(Records from a collection)
──────
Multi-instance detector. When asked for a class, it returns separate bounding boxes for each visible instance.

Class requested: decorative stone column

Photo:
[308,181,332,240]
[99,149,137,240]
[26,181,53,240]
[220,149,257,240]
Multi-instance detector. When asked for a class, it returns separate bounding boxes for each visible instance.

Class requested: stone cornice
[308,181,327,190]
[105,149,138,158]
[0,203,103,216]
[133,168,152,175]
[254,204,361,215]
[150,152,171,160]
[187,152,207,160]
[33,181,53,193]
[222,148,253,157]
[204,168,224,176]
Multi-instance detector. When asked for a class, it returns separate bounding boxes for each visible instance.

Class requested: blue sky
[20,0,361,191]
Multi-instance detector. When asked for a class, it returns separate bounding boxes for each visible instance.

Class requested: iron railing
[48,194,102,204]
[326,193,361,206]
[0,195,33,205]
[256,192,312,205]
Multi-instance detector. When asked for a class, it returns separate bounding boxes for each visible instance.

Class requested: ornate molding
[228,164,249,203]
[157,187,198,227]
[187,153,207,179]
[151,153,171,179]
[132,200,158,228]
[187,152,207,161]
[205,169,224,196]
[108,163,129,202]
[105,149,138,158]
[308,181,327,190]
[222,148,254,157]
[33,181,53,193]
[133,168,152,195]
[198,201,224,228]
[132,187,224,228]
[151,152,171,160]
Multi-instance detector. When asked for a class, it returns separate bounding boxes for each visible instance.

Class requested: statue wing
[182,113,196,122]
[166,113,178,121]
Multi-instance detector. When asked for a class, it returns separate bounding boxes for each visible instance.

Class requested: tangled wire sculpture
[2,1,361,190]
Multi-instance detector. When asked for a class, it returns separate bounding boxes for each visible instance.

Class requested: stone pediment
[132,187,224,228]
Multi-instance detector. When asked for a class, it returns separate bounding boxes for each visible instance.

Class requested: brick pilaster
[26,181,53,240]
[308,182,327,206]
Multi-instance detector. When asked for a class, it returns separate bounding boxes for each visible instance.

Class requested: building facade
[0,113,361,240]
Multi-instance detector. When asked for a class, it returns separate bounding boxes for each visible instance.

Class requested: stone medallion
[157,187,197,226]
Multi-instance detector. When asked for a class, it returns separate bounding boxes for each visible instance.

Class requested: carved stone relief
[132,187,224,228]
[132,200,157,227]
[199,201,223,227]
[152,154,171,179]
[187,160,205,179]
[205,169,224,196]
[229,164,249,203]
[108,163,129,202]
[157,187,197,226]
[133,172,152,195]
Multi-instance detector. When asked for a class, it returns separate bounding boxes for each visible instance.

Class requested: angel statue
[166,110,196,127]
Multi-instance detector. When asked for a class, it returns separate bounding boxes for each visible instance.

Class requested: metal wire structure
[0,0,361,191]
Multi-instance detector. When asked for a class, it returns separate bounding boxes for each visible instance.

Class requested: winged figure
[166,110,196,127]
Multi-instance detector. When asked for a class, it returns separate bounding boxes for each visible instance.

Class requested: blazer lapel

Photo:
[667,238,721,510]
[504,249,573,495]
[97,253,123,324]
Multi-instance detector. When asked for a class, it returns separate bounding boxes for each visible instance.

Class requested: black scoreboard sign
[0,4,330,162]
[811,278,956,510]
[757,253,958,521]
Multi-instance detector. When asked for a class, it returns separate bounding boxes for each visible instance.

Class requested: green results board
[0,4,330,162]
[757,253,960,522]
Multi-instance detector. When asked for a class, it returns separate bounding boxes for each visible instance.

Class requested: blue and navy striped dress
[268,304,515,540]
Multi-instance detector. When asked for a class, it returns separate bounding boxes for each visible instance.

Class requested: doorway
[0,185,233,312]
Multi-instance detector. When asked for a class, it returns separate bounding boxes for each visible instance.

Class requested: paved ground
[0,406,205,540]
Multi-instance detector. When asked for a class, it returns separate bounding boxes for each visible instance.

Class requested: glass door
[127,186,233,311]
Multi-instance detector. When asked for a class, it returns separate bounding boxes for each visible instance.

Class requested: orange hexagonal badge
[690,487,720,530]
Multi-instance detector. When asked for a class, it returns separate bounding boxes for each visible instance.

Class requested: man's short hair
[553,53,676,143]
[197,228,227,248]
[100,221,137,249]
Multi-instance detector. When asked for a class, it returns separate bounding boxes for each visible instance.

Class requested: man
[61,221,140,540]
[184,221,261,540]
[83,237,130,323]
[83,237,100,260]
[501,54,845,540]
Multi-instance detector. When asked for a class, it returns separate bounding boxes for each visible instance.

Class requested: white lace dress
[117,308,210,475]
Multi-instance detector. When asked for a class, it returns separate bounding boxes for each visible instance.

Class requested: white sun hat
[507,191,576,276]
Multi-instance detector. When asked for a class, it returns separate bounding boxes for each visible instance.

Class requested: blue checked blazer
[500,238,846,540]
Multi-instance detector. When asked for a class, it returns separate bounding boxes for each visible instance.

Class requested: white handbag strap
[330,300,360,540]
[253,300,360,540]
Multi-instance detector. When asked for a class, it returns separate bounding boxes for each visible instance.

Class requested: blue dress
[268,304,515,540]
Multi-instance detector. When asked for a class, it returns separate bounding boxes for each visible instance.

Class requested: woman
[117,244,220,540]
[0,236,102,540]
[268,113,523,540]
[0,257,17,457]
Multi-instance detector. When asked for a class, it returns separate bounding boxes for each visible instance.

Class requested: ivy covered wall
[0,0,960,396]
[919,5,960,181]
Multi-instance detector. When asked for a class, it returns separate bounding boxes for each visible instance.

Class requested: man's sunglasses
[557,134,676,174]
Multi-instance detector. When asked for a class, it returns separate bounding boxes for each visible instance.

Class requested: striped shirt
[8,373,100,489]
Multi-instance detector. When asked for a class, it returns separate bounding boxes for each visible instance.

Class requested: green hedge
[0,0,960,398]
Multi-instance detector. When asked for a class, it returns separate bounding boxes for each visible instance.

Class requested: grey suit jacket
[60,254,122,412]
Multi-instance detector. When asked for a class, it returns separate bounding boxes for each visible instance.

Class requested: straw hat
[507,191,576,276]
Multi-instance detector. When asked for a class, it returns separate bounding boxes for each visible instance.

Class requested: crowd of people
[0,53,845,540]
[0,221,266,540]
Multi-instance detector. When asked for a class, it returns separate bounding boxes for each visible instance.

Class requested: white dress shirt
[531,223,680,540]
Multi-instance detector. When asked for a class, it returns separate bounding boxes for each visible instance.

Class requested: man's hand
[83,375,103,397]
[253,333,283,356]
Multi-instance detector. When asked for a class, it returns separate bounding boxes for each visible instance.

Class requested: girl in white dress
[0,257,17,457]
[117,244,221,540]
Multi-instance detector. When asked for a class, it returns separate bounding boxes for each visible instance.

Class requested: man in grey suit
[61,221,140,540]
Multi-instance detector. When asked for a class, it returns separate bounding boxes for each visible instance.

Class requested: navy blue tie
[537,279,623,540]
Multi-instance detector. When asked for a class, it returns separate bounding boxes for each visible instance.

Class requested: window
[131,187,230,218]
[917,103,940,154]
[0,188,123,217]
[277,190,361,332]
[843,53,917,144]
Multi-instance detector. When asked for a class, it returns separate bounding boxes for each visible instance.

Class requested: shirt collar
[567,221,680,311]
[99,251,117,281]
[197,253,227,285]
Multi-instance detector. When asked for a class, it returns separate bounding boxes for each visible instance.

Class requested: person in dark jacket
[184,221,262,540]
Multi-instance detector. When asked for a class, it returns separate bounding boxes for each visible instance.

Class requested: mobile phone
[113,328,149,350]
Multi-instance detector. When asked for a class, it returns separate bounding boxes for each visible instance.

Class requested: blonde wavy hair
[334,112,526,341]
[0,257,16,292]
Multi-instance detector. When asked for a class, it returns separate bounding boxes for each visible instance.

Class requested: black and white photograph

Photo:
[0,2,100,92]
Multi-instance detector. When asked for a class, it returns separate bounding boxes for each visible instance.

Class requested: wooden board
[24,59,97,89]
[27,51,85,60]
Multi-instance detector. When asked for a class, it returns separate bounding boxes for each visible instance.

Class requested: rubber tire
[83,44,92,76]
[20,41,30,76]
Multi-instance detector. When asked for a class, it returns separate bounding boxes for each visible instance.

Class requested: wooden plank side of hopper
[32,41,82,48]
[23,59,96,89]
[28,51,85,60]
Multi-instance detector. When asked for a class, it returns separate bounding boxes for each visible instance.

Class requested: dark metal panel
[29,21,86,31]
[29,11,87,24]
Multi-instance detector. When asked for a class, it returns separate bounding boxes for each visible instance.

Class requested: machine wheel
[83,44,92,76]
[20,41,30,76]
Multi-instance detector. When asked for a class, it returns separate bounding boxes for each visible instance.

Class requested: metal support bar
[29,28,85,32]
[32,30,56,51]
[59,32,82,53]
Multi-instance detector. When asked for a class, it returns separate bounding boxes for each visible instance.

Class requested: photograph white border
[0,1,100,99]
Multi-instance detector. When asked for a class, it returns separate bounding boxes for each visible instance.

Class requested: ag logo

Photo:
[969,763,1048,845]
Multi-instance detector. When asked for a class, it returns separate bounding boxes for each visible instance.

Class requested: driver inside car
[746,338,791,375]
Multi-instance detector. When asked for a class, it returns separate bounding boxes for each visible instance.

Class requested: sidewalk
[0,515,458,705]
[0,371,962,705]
──────
Reproduce the material word for word, starting at its first line and ending at the line that contains "[2,1,361,190]", with both of those lines included.

Multi-instance detector. When asked for a class, it returns separate bounding boxes for each visible instance.

Class requested: decorative stone column

Photo:
[308,181,332,240]
[99,149,137,240]
[26,181,53,240]
[220,149,257,240]
Multi-instance detector. When asked for a class, it returns separate bounding boxes for each visible instance.

Class requested: stone cornice
[308,181,327,190]
[105,149,138,158]
[0,203,103,216]
[133,168,152,175]
[254,204,361,215]
[150,152,171,160]
[187,152,207,160]
[33,181,53,193]
[222,148,253,157]
[204,168,224,176]
Multi-instance detector. When asked for a class, it returns separate bounding boxes for each visible instance.

Class requested: blue sky
[20,0,361,191]
Multi-instance detector. When asked for a class, it returns separate bounding boxes for each visible instance.

Class requested: iron railing
[48,194,102,204]
[326,193,361,206]
[0,195,33,205]
[256,192,312,205]
Multi-instance detector. When asked for a class, it returns separate bounding boxes for each visible instance.

Class requested: ornate molding
[228,164,249,203]
[157,187,198,227]
[187,153,207,179]
[151,153,171,179]
[132,200,158,228]
[187,152,207,161]
[205,169,224,196]
[108,163,129,202]
[105,149,138,158]
[308,181,327,190]
[222,148,254,157]
[33,181,53,193]
[133,168,152,195]
[198,201,224,228]
[132,187,224,228]
[151,152,171,160]
Multi-instance detector. When asked for a class, it returns separate bounding boxes for each visible instance.

Class requested: statue wing
[182,113,196,122]
[166,113,178,121]
Multi-instance detector. When asked for a class, it returns separate bounding boxes for each visible instance.

Class requested: tangled wire sculpture
[2,1,361,190]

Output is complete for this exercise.